◆ TASK DIRECTIONS
Please start at the first line of the records beneath and quote each line exactly, ending with the line containing "positive clicks: (622, 363) (657, 367)".

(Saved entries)
----

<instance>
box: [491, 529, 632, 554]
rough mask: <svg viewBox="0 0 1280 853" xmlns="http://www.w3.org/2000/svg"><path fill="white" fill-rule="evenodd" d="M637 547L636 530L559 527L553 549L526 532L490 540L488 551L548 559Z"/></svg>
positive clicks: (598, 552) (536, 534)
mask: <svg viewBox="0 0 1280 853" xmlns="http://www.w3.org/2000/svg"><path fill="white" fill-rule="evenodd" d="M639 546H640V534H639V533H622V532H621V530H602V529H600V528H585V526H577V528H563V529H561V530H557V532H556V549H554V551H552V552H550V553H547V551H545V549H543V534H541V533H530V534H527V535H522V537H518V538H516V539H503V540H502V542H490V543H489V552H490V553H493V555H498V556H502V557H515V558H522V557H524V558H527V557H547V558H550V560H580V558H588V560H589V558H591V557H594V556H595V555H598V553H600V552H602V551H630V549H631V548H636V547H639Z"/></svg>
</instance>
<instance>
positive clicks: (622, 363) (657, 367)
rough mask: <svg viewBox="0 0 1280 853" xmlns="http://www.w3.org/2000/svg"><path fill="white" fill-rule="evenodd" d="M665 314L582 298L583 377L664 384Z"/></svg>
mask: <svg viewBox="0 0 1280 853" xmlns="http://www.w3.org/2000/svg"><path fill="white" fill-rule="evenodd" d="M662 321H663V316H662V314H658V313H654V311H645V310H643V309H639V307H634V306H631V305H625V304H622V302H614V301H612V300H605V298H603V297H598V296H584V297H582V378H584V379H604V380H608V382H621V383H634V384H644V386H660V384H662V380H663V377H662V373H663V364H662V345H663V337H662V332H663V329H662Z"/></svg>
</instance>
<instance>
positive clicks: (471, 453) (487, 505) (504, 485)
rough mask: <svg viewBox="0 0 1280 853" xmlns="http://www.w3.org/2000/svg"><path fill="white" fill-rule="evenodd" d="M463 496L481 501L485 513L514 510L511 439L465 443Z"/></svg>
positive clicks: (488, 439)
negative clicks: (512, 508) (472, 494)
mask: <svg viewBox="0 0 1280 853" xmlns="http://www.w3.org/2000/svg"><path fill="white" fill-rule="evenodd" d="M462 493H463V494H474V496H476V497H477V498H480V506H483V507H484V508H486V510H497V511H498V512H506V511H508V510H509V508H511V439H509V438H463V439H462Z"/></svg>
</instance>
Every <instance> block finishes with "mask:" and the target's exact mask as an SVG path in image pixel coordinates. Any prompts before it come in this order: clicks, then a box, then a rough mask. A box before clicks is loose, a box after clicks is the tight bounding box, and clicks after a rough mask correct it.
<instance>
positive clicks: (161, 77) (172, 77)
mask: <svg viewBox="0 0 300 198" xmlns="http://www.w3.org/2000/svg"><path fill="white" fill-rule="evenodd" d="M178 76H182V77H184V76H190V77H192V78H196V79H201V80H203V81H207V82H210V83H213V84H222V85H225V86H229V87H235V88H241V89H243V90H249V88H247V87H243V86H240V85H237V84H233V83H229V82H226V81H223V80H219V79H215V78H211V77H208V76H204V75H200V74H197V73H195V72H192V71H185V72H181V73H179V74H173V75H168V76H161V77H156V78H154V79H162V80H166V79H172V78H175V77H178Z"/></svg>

----

◆ ANSWER
<instance>
box: [491, 529, 632, 554]
rough mask: <svg viewBox="0 0 1280 853" xmlns="http://www.w3.org/2000/svg"><path fill="white" fill-rule="evenodd" d="M637 547L636 530L559 527L553 549L526 532L490 540L488 551L548 559Z"/></svg>
positive clicks: (598, 552) (536, 534)
mask: <svg viewBox="0 0 1280 853" xmlns="http://www.w3.org/2000/svg"><path fill="white" fill-rule="evenodd" d="M639 546H640V534H639V533H622V532H621V530H602V529H600V528H585V526H577V528H563V529H561V530H557V532H556V549H554V551H552V552H550V553H547V551H545V549H543V534H541V533H530V534H527V535H522V537H518V538H516V539H503V540H502V542H490V543H489V552H490V553H493V555H498V556H502V557H515V558H522V557H524V558H527V557H547V558H550V560H580V558H588V560H589V558H591V557H594V556H595V555H598V553H600V552H602V551H630V549H631V548H636V547H639Z"/></svg>
</instance>
<instance>
positive clicks: (622, 363) (657, 367)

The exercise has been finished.